Embedded. Ausgangssperre, Tag 34. Solidarität?

Klar, das „Confinement“ dauert lange. Aber aus irgendeinem unerfindlichen Grund wird es in Frankreich täglich schwerer, einen echten Zusammenhalt aufrecht zu erhalten. Woran liegt's?

Nur diese Haltung wird uns nach der Corona-Krise weiterhelfen... Foto: Jeff from Hong Kong, Hong Kong / Wikimedia Commons / CC-BY 2.0

(KL) – Tag 34, das, was wir gerade erleben, hat die Welt in dieser Form noch nie durchgemacht. Noch nie. Folglich fehlt es an Verhaltensnormen, die in einer solchen Situation angewandt werden sollten, um ein Mindestlevel an Zusammenhalt in der Gesellschaft sicherzustellen. Und so passiert das, was einem in Hinblick auf die irgendwann stattfindende Aufhebung der Ausgangssperre ein mulmiges Gefühl gibt – die Menschen arbeiten sich aneinander ab, vermischen immer mehr politischen Wahlkampf und persönliche Frustration und die Stimmung wird immer aufgeheizter, aggressiver und wenig konstruktiv. Bedenklich.

Die Stimmung? Ja, die Stimmung und für die gibt es in Zeiten des „Confinements“ als Gradmesser nur die Sozialen Netzwerke. Und was dort gerade stattfindet, ist ziemlich beunruhigend. Während die einen täglich traurige Kurznachrichten absetzen („Ich kann nicht mehr“ oder „Schnauze voll“), andere täglich demonstrieren, dass sie gut, fett und hemmungslos Nahrung zu sich nehmen können (mit wunderschönen Bildern fein zubereiteter Speisen, gerne präsentiert auf der hübschen Terrasse mit Blick auf den grünen Garten), liefern sich manche heftige und heftigste verbale Schlachten in den virtuellen Diskussionen. Angesichts der Schärfe dieser Diskussionen mag man sich gar nicht vorstellen, wie es wohl aussieht, wenn sich die Diskutanten eines Tages wieder in der realen Welt gegenüber stehen.

In etwas mehr als einem Monat haben viele die grundlegendsten Regeln des zivilisierten Umgangs miteinander verlernt, geschützt hinter dem Bildschirm wird beleidigt, gedroht, gepöbelt. Viele posaunen die abstrusesten Dinge in die Welt und hetzen sofort los, sobald jemand ihre Thesen hinterfragt. Der eigenen Unsicherheit, Frustration und Angst fehlen die Ventile und in den Sozialen Netzwerken brechen die Dämme. Selbst intelligente und freundliche Bekannte kommunizieren inzwischen in den Netzen wie die letzten Schulhof-Bullys.

Quelldaten:

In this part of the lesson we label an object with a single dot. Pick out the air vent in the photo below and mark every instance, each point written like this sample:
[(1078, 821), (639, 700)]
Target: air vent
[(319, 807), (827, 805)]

Aufgabenübersicht:
1. Prüfen Sie für die Aussagen (a) bis (c), ob sie mit dem Beitrag zur Ausgangssperre übereinstimmen: (a) Als Gradmesser für die Stimmung nennt der Beitrag ausschließlich die Sozialen Netzwerke. (b) Die Ausgangssperre dauert laut Beitrag bereits über zwei Monate. (c) Nach dem Beitrag kommunizieren nur unfreundliche Menschen in den Netzen aggressiv. Antworten Sie jeweils mit Ja oder Nein und belegen Sie dies mit dem entscheidenden Wortlaut.
2. Zitieren Sie aus dem Beitrag zur Ausgangssperre den Abschnitt zwischen „Nur diese Haltung“ und „wenig konstruktiv. Bedenklich.“, beide eingeschlossen.
3. Welche Beispiele für traurige Kurznachrichten führt der Beitrag zur Ausgangssperre an?

Musterlösungen:
1.
(a) Ja: „für die gibt es in Zeiten des „Confinements“ als Gradmesser nur die Sozialen Netzwerke“
(b) Nein: „In etwas mehr als einem Monat“
(c) Nein: „Selbst intelligente und freundliche Bekannte kommunizieren inzwischen in den Netzen wie die letzten Schulhof-Bullys.“

2.
Nur diese Haltung wird uns nach der Corona-Krise weiterhelfen... Foto: Jeff from Hong Kong, Hong Kong / Wikimedia Commons / CC-BY 2.0

(KL) – Tag 34, das, was wir gerade erleben, hat die Welt in dieser Form noch nie durchgemacht. Noch nie. Folglich fehlt es an Verhaltensnormen, die in einer solchen Situation angewandt werden sollten, um ein Mindestlevel an Zusammenhalt in der Gesellschaft sicherzustellen. Und so passiert das, was einem in Hinblick auf die irgendwann stattfindende Aufhebung der Ausgangssperre ein mulmiges Gefühl gibt – die Menschen arbeiten sich aneinander ab, vermischen immer mehr politischen Wahlkampf und persönliche Frustration und die Stimmung wird immer aufgeheizter, aggressiver und wenig konstruktiv. Bedenklich.

3. „Ich kann nicht mehr“ und „Schnauze voll“.